Report each line of the entries below that has the word "reflection" in it.
....................
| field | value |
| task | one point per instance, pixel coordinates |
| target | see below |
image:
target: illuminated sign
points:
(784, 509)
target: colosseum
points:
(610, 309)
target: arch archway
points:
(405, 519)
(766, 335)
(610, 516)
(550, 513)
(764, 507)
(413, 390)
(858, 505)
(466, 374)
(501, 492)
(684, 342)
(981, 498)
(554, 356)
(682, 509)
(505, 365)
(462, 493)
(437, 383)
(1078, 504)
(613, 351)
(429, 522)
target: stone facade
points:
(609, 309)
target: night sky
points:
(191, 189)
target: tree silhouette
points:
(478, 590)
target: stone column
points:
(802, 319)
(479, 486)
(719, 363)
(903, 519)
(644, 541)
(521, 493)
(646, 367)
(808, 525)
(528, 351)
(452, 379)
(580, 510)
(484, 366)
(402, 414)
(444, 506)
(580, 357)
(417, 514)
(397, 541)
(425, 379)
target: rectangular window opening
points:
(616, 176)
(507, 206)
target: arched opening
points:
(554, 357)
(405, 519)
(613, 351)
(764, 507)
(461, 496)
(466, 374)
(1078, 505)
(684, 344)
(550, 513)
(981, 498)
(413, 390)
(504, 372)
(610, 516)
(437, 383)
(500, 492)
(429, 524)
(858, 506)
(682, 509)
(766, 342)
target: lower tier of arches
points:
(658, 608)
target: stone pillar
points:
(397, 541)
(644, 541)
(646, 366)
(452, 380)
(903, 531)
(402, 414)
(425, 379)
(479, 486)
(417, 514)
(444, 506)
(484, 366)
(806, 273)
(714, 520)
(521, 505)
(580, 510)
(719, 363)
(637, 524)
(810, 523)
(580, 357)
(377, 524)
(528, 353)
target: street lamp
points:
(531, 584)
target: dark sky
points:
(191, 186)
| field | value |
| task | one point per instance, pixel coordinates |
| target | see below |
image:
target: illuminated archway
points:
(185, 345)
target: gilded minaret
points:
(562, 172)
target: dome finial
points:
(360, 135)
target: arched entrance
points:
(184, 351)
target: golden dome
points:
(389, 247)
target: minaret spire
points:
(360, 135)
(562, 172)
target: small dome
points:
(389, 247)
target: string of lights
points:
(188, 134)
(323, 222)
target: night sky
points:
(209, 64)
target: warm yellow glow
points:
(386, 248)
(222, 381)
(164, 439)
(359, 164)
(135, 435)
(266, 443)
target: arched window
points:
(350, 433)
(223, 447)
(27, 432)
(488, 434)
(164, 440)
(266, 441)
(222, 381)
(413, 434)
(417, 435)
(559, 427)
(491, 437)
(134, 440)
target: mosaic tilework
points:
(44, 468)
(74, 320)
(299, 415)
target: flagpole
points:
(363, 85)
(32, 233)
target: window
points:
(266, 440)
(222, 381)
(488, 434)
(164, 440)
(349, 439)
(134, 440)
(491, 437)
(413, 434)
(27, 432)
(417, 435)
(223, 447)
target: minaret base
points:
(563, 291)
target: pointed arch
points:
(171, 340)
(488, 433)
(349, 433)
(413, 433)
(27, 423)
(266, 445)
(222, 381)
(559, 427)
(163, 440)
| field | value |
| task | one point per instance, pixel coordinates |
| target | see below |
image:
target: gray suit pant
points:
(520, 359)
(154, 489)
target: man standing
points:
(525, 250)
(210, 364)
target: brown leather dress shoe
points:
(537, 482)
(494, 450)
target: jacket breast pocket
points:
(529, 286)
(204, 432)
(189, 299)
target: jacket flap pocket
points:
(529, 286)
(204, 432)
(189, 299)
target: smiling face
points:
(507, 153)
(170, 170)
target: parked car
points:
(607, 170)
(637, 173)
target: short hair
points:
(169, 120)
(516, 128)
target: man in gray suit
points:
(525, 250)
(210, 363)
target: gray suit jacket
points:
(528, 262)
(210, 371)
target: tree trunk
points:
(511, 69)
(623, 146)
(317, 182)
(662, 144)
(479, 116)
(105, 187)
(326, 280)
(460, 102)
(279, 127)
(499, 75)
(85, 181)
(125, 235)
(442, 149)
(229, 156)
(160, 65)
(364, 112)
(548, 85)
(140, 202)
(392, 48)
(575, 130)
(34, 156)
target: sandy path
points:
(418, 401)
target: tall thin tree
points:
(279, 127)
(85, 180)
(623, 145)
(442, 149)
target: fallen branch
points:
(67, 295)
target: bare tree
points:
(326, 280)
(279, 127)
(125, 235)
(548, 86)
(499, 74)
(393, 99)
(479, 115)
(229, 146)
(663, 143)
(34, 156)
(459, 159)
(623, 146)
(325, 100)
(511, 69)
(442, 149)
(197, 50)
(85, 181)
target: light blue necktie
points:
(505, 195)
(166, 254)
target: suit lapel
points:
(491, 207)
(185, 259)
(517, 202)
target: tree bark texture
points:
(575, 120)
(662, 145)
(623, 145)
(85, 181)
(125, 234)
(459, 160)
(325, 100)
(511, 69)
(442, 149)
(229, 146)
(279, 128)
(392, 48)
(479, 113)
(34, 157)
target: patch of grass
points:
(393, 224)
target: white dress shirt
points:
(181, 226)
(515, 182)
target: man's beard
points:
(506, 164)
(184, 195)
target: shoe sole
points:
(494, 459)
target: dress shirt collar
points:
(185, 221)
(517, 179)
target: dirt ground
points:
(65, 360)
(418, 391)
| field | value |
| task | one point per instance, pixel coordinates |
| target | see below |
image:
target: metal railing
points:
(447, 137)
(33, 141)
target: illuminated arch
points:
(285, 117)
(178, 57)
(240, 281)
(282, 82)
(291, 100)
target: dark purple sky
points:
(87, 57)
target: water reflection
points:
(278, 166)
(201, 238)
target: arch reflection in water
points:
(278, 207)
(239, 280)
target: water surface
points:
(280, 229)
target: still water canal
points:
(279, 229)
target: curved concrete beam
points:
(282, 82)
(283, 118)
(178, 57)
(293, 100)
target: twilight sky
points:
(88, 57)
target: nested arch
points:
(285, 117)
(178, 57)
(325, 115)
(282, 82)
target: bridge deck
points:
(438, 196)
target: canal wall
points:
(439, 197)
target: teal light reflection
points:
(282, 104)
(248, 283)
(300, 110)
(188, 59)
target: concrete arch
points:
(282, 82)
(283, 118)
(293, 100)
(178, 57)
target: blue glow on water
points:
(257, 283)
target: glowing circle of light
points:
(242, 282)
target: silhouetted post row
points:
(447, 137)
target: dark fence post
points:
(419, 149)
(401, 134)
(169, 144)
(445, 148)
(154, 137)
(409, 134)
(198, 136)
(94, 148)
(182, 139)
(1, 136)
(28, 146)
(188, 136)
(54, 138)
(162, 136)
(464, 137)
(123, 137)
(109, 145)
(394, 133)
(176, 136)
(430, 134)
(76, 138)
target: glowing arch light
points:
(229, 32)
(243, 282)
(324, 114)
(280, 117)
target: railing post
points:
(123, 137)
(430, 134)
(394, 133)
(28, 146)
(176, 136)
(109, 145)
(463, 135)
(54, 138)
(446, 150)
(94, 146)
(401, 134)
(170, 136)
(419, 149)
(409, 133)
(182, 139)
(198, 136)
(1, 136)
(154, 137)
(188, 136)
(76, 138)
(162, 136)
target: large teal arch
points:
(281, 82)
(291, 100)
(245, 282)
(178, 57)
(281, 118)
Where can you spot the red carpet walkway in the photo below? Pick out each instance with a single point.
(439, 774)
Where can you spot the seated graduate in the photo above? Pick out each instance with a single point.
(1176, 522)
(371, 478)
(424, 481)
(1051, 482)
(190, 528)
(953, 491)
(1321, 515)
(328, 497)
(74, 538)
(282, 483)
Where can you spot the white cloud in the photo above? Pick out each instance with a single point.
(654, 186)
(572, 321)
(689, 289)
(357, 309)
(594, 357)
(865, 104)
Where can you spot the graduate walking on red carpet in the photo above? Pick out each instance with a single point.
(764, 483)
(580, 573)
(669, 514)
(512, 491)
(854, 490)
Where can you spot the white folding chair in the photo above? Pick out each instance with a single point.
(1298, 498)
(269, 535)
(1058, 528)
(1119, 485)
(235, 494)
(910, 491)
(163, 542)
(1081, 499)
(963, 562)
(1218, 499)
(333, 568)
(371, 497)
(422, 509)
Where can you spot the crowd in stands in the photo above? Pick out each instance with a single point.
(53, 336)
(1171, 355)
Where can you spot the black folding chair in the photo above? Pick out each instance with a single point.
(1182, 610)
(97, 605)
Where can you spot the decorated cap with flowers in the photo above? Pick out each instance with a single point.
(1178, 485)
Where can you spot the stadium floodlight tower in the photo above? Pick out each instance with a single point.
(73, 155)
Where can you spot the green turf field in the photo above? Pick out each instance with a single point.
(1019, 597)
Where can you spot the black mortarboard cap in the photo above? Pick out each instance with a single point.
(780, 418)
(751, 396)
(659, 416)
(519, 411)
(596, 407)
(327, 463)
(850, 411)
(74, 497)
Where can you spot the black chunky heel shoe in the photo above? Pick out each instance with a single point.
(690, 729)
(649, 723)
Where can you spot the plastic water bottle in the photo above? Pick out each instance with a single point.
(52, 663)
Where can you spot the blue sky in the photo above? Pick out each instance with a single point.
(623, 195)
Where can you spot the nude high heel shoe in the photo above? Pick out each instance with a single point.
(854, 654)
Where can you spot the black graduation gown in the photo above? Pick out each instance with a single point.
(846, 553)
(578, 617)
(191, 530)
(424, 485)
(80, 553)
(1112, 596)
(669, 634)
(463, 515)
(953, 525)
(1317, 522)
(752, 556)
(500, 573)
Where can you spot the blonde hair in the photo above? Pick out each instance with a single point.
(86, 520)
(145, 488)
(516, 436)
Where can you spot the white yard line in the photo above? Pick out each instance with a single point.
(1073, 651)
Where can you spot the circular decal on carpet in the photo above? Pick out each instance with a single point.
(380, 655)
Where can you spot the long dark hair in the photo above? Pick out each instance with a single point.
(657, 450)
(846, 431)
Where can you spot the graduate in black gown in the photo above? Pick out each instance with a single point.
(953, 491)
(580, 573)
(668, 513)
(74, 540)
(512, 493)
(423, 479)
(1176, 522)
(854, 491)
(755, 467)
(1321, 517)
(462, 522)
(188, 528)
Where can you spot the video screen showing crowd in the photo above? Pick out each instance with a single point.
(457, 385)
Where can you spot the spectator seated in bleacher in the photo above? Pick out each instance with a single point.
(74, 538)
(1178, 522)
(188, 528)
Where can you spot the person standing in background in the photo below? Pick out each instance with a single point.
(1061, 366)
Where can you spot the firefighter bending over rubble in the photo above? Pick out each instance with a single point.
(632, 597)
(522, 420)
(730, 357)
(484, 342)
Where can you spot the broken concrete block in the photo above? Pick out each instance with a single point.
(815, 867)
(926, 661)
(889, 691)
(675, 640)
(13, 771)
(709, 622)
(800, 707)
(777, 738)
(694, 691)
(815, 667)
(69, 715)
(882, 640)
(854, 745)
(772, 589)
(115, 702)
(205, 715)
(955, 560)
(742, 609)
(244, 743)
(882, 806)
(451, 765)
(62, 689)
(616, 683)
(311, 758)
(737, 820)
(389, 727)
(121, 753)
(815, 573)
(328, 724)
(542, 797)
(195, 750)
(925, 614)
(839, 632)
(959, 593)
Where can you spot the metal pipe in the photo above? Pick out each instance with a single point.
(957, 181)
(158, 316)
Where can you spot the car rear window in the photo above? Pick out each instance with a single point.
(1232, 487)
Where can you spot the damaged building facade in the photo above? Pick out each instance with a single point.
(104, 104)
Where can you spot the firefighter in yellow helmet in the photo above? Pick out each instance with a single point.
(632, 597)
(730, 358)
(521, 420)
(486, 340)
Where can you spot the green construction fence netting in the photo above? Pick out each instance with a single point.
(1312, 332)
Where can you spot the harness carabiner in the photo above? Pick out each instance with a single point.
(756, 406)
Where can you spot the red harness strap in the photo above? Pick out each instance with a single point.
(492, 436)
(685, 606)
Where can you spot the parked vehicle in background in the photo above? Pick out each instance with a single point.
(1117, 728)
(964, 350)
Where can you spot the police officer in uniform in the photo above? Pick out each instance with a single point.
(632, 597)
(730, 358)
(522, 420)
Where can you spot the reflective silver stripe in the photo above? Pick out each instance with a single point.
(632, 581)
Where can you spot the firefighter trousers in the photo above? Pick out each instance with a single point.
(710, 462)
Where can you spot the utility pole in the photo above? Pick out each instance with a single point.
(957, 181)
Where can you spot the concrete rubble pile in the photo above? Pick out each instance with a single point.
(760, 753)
....................
# [Solution for this exercise]
target: water reflection
target: arch reflection in water
target: teal light reflection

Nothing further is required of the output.